§ Short exercise
Copy every line of the listing below word for word, leaving out the pictures.

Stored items
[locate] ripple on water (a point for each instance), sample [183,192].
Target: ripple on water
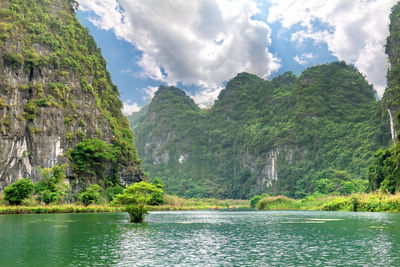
[204,238]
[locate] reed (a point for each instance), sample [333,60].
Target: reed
[372,202]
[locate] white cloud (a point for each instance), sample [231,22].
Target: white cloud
[206,97]
[358,30]
[200,42]
[130,107]
[304,59]
[149,92]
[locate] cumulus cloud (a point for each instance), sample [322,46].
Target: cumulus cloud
[206,98]
[356,33]
[304,58]
[149,92]
[200,42]
[130,107]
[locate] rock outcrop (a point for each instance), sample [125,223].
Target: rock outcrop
[55,92]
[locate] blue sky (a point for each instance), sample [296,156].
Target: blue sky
[201,45]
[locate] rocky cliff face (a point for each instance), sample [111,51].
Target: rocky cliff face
[275,136]
[392,92]
[55,92]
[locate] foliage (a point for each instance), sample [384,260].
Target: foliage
[90,195]
[134,197]
[91,157]
[52,188]
[384,173]
[254,200]
[327,119]
[16,192]
[156,198]
[376,202]
[39,38]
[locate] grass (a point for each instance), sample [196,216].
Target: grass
[31,206]
[178,203]
[373,202]
[70,208]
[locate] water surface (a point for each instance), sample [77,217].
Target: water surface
[212,238]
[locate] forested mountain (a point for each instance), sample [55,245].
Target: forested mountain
[384,173]
[291,135]
[57,101]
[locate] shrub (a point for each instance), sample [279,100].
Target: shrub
[134,198]
[90,157]
[254,200]
[90,195]
[156,198]
[18,191]
[52,188]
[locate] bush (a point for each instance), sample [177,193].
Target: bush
[254,200]
[134,197]
[91,195]
[91,157]
[156,198]
[18,191]
[52,188]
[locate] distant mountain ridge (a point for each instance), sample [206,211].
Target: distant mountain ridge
[279,136]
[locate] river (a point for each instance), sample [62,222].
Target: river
[202,238]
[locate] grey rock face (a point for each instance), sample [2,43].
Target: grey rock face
[40,138]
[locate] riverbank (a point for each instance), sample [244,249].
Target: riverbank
[374,202]
[171,203]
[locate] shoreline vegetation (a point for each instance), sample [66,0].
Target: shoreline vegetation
[371,202]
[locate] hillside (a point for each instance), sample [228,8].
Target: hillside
[281,136]
[57,100]
[384,173]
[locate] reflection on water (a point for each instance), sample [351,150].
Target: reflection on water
[248,238]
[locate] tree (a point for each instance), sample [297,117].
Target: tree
[90,195]
[134,198]
[52,187]
[91,157]
[156,198]
[254,200]
[18,191]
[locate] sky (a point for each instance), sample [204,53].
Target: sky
[199,45]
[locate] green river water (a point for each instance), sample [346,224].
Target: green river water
[202,238]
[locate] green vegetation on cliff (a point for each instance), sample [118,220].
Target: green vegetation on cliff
[384,173]
[291,135]
[72,100]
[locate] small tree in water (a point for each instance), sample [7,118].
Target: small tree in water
[134,197]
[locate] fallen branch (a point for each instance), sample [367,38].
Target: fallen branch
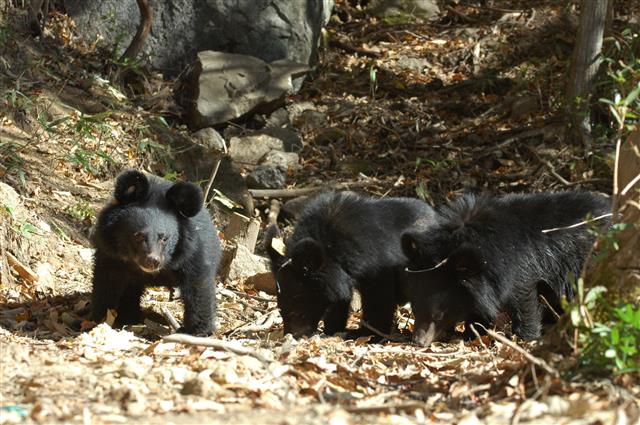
[535,360]
[169,318]
[258,327]
[274,211]
[493,359]
[214,343]
[253,297]
[387,408]
[352,49]
[294,193]
[600,217]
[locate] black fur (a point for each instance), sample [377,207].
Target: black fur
[497,259]
[344,241]
[155,233]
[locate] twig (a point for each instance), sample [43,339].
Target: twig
[169,318]
[414,353]
[352,49]
[525,353]
[387,408]
[628,187]
[293,193]
[377,331]
[600,217]
[23,270]
[253,297]
[258,327]
[552,171]
[214,172]
[214,343]
[546,302]
[274,211]
[460,14]
[493,359]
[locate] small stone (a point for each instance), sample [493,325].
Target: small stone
[244,264]
[210,139]
[310,119]
[250,149]
[283,161]
[266,177]
[86,254]
[265,282]
[200,385]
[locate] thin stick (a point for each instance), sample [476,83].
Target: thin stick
[253,297]
[294,193]
[493,359]
[525,353]
[404,407]
[274,211]
[214,172]
[214,343]
[267,323]
[628,187]
[169,317]
[545,302]
[377,331]
[600,217]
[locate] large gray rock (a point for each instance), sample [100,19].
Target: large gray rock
[225,86]
[249,150]
[283,161]
[266,177]
[267,29]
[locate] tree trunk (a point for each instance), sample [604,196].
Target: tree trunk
[146,16]
[584,67]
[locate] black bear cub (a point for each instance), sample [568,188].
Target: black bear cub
[493,254]
[344,241]
[155,233]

§ Solution to the problem
[locate] ripple on water (a point for each instance), sample [183,192].
Target: ripple on water
[204,238]
[locate] reed (a point for each instance), sample [333,60].
Target: reed
[372,202]
[locate] white cloud (a point for each instance), sample [231,22].
Target: white cloud
[206,97]
[358,30]
[200,42]
[130,107]
[304,59]
[149,92]
[locate] cumulus cloud (a point for each instance), sample [322,46].
Target: cumulus cloud
[206,98]
[356,33]
[304,58]
[149,92]
[200,42]
[130,107]
[locate] rock outcrop (a point for each instance), sample [125,223].
Target: rock outcrop
[55,92]
[locate] blue sky (a point for each instance), sample [296,156].
Target: blue sky
[201,45]
[locate] rocky cliff face (a point for each instance), sample [111,51].
Target: rocky cliff face
[275,136]
[392,92]
[55,92]
[locate] foliage (a point for each instance), sample [384,260].
Target: foliage
[90,195]
[134,197]
[91,157]
[52,188]
[384,173]
[254,200]
[327,119]
[16,192]
[156,198]
[376,202]
[39,38]
[locate] grass (a point for each instance), sample [196,216].
Target: grass
[31,206]
[178,203]
[373,202]
[70,208]
[locate] water surface (a point for each instance), sample [77,217].
Target: water surface
[212,238]
[locate] forested mountain (a point for each instance), sample [55,245].
Target: forested mountain
[384,173]
[291,135]
[57,101]
[locate] shrub (a point for each instance), sample [279,100].
Target: shrub
[134,198]
[90,157]
[254,200]
[90,195]
[156,198]
[18,191]
[52,188]
[locate] bush (a point for each instance), sample [177,193].
Target: bush
[254,200]
[134,197]
[91,195]
[91,157]
[156,198]
[18,191]
[52,188]
[locate] distant mountain ridge (a point for each instance), sample [206,211].
Target: distant mountain ridge
[279,136]
[locate] river (a point for each instance), sample [62,222].
Target: river
[202,238]
[locate] grey rock face (a point for each instance), sample [2,43].
Target: grey rock face
[40,138]
[locate] riverbank (a point for each instance), sample [244,249].
Target: riverbank
[374,202]
[171,203]
[locate] shoreline vegetation (a point for each instance), sample [66,0].
Target: shoreline vegetation
[371,202]
[locate] hillside (a point for each instance), sample [228,8].
Target: hillside
[281,136]
[57,100]
[384,173]
[locate] reflection on water (a point for each instance), sample [351,150].
Target: reflection on water
[248,238]
[locate] tree (a point for each instance), sample [297,117].
Target: tree
[90,195]
[134,198]
[52,187]
[91,157]
[156,198]
[254,200]
[18,191]
[locate] sky (a point for each instance), sample [204,53].
Target: sky
[199,45]
[locate] green river water (a point for each instance), sample [346,224].
Target: green river water
[202,238]
[locate] green vegetation on cliff (a point for each instance), sample [118,220].
Target: green vegetation on cliff
[384,173]
[291,135]
[72,100]
[locate] small tree in water (a point for each instance), sample [7,118].
Target: small tree in water
[134,197]
[locate] fallen branch (a point for each instance), sample [367,38].
Target: fallen branch
[535,360]
[169,318]
[258,327]
[274,211]
[493,359]
[214,343]
[253,297]
[387,408]
[352,49]
[294,193]
[600,217]
[locate] black fur (a point for each instance), sample [377,207].
Target: black fur
[497,259]
[344,241]
[155,233]
[locate] twig (a point for each instance), sample [43,339].
Target: twig
[169,318]
[414,353]
[352,49]
[525,353]
[387,408]
[628,187]
[293,193]
[377,331]
[600,217]
[23,270]
[253,297]
[258,327]
[552,171]
[214,172]
[214,343]
[546,302]
[274,211]
[460,14]
[493,359]
[locate] small stone (a point for each instance), sample [493,325].
Target: small stone
[244,264]
[210,139]
[310,119]
[250,149]
[283,161]
[266,177]
[86,254]
[265,282]
[200,385]
[locate] thin stick (a point for each instance), sample [476,83].
Target: thin stick
[253,297]
[294,193]
[493,359]
[525,353]
[404,407]
[274,211]
[214,172]
[214,343]
[267,323]
[628,187]
[169,317]
[545,302]
[377,331]
[600,217]
[locate] large gray rock (a point for each instance), sample [100,19].
Target: large gray rock
[225,86]
[249,150]
[283,161]
[266,177]
[267,29]
[locate] tree trunk (a point for each instance), sample [604,196].
Target: tree trunk
[146,16]
[584,67]
[locate] black bear cub (a point for each instance), sample [568,188].
Target: black bear cub
[493,254]
[344,241]
[155,233]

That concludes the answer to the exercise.